_Written problem_
Starting at the beginning of the records and going on through the line with "[(252, 176), (272, 219)]", write out every line again with the requests included, scaling each coordinate in the answers by 2.3 and rounding it to a whole number, with halves rounded up.

_Record list_
---------------
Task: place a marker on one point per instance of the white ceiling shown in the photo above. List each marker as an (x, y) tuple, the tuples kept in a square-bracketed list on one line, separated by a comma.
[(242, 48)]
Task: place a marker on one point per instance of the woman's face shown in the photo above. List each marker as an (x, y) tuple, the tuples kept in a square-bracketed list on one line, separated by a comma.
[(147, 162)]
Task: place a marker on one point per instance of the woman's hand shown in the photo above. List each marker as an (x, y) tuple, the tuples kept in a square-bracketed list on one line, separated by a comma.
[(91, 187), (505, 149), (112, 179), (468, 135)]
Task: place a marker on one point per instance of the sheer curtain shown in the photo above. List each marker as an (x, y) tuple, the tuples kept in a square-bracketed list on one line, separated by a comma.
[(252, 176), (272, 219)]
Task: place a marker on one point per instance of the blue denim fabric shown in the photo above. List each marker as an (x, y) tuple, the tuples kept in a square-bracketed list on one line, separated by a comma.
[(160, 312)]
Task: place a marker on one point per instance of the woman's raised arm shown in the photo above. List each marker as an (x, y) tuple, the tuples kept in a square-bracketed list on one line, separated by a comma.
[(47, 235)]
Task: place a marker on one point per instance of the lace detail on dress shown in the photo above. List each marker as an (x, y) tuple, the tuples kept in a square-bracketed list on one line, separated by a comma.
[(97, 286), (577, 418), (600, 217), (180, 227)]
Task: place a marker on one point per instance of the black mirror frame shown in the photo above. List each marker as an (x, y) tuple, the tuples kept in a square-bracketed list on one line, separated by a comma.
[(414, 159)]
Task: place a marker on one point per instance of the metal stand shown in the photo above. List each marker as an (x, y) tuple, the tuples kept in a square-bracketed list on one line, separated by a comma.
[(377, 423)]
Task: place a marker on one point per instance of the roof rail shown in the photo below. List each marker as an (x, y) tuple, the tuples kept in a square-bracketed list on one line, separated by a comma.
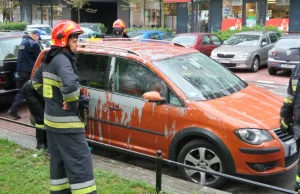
---------------
_Correct answer_
Task: place a marker on one point per instance of the white ceiling shown in the photo above. List each marker as an (x, y) tuple, the tuples kept in a square-bracketed list on one line, separated by a comma.
[(557, 110)]
Task: place a marker on one point per instance of the woman's face shown in the photo above. List each marker as an (x, y) tuple, the tuples kept in a square-bracketed list on one line, separated by a comma.
[(338, 373)]
Task: place a marker on one point per instance of the woman's hand shown in the photo above. List each marker as an (x, y) tuple, the tuples kept in a square-bracketed list on one line, separated by a comma.
[(209, 430), (1162, 343), (258, 412), (1076, 311)]
Task: place a marker on one point per instance of the sheer curtain shown in the photo above. List each marker as an (x, y) tuple, the tuples kept in a square-bracketed list on one line, separated by a comma.
[(580, 405), (626, 504)]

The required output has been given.